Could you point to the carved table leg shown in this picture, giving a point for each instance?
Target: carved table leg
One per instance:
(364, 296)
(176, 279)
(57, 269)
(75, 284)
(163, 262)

**Task**
Transcribe all of the entries without alteration.

**Exercise response**
Could you point to the carved table leg shown in this picture, giving a point for each instance?
Target: carved table leg
One per instance:
(364, 296)
(176, 279)
(57, 269)
(75, 284)
(163, 262)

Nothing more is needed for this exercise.